▸ **Work required**
Beginning at the line with "TARGET: woman's wrist", output each line to the end of the listing below exactly, please.

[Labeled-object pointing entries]
——

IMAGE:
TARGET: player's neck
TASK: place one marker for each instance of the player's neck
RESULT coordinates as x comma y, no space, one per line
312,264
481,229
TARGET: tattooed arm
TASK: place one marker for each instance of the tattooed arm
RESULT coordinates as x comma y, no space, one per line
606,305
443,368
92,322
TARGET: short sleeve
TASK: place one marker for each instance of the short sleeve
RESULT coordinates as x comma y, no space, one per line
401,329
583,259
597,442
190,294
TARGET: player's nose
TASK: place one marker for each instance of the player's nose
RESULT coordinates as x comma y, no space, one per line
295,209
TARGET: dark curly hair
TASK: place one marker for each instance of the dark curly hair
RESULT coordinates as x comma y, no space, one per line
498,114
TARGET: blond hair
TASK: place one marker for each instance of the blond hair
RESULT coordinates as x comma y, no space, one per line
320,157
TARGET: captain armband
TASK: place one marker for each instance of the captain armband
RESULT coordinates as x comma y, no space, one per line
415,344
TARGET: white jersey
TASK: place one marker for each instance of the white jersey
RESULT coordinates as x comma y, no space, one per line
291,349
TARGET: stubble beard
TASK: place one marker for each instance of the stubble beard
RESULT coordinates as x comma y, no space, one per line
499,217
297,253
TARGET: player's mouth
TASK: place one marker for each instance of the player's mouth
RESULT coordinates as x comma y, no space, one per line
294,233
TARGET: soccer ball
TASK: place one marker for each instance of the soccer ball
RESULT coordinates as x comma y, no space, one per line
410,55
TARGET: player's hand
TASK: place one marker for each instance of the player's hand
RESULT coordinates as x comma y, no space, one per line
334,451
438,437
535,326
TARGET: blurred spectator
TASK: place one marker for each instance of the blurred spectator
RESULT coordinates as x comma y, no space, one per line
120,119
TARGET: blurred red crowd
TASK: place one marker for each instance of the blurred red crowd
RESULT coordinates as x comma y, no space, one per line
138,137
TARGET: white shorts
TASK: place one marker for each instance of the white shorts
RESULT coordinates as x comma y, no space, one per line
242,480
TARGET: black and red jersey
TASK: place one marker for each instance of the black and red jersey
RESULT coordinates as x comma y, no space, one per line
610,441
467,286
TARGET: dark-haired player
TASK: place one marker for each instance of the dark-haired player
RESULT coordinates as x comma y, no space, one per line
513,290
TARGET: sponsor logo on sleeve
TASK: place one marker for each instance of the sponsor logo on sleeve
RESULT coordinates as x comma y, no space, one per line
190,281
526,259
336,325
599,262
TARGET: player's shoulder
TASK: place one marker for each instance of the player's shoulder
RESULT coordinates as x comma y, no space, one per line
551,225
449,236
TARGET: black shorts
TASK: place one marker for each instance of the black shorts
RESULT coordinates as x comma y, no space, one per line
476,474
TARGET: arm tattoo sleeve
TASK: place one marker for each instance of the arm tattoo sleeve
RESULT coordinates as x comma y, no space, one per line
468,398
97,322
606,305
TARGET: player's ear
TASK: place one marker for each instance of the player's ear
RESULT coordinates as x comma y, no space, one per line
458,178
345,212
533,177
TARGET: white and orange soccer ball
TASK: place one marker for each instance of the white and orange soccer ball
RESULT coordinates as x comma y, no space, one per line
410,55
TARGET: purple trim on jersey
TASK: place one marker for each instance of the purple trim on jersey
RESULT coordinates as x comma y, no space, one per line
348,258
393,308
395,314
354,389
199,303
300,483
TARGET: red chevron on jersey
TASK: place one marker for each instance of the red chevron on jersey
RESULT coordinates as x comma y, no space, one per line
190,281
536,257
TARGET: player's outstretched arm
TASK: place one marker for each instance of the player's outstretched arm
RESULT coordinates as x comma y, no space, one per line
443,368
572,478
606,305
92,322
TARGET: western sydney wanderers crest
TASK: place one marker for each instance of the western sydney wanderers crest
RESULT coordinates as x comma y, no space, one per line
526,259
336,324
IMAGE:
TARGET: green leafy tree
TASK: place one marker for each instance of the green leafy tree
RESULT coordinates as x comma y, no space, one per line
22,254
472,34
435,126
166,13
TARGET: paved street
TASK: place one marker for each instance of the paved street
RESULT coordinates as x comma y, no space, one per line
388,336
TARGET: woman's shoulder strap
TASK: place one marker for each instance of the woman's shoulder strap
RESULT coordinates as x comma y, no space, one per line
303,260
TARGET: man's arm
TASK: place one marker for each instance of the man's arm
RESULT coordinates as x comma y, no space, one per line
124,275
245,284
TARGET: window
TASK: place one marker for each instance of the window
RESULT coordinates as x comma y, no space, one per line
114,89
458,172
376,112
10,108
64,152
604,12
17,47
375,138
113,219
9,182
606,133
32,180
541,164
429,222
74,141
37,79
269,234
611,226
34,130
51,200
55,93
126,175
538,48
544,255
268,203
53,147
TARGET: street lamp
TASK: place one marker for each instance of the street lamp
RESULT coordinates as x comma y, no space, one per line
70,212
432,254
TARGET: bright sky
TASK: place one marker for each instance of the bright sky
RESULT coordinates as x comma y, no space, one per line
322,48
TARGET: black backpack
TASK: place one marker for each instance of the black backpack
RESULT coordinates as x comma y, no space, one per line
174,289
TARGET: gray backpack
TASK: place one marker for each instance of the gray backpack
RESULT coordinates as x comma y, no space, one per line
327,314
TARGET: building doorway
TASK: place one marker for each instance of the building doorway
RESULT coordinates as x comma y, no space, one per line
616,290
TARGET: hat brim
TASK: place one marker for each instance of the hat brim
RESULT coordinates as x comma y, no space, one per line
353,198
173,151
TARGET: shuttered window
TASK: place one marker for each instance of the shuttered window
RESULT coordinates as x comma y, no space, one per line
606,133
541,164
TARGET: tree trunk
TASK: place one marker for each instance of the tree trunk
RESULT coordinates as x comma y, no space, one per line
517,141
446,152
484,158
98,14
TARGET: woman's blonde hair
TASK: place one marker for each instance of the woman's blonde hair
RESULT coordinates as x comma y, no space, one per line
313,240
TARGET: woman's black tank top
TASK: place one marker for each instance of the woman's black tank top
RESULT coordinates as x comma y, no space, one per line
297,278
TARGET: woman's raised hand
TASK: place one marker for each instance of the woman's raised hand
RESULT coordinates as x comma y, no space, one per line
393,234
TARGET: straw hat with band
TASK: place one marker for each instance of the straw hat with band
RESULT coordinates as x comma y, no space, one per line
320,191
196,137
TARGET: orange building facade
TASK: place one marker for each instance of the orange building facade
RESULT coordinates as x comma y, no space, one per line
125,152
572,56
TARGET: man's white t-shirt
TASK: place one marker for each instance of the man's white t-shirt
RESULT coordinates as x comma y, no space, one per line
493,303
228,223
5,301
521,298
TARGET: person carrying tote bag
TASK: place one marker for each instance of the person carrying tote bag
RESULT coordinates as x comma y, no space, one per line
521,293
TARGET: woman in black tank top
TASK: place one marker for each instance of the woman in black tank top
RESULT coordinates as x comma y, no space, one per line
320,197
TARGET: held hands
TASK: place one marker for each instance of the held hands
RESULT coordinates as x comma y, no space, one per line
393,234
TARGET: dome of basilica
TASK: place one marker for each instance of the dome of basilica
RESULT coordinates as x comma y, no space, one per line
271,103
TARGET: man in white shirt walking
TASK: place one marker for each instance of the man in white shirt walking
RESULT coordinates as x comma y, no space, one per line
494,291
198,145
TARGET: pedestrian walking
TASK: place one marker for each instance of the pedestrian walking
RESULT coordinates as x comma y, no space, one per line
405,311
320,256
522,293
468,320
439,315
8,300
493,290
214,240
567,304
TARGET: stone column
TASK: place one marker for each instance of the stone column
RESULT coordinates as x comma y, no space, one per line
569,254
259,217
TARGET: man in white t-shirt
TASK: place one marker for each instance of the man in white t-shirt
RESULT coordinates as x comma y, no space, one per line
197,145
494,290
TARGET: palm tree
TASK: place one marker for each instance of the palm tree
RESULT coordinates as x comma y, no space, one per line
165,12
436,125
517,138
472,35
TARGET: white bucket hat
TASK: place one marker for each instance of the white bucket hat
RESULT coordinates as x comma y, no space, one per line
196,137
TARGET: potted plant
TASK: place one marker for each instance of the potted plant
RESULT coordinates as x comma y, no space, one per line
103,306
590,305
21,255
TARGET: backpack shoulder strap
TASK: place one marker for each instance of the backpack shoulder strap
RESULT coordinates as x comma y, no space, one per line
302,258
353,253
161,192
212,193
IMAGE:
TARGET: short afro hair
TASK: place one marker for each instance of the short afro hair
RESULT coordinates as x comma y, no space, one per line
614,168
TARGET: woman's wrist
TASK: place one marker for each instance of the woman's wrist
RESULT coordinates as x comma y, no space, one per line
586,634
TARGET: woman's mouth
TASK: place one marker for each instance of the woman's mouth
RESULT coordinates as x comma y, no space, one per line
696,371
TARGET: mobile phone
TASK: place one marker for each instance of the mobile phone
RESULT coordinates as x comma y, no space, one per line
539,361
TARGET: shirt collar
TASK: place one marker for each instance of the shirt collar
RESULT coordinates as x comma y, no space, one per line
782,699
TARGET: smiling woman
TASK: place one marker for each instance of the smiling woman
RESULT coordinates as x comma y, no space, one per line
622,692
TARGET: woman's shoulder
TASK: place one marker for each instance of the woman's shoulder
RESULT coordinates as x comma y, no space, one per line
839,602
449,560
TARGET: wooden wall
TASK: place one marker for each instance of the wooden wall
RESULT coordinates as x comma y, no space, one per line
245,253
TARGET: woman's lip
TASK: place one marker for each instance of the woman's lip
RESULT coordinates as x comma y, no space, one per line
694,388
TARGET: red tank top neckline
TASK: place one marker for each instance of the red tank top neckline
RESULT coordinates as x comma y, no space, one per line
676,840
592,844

——

▸ **In response**
TARGET: woman's wrist
TASK: place one marker for each instance of the woman's wrist
RESULT coordinates as x comma y, no space, one per line
586,634
TARGET: woman's mouth
TASK: place one marker for each instance of the woman's mouth
RESULT coordinates as x comma y, no space, one per line
696,371
TARGET: mobile phone
TASK: place one marker for each instance of the mobile phone
RESULT coordinates as x comma y, no space, one per line
539,361
TARGET: shirt collar
TASK: place one marker for each instance of the shirt collar
RESULT coordinates as x comma y, no space, one per line
782,699
TARGET: smiling woman
TASK: place one marker for each instance of the smiling woman
RESULT coordinates as x comma y, no space, one per line
622,692
TARGET: woman's shoulder
TASK: place one marker for each instance of the woman's shoulder
RESULT coordinates as x comma y, no space, one per line
839,602
449,560
TARGET: wooden wall
TASK: place one marker for each instance of the wooden wall
RESULT coordinates as x comma y, no space, one per line
245,253
TARGET: woman's lip
TASK: place one marker for each instance of the woman's lip
RESULT coordinates as x comma y, no space, one per line
694,388
TARGET: red tank top neckline
TASK: place one marker for each instance of the red tank top neckline
RESULT coordinates as x comma y, no space, one per line
676,840
592,844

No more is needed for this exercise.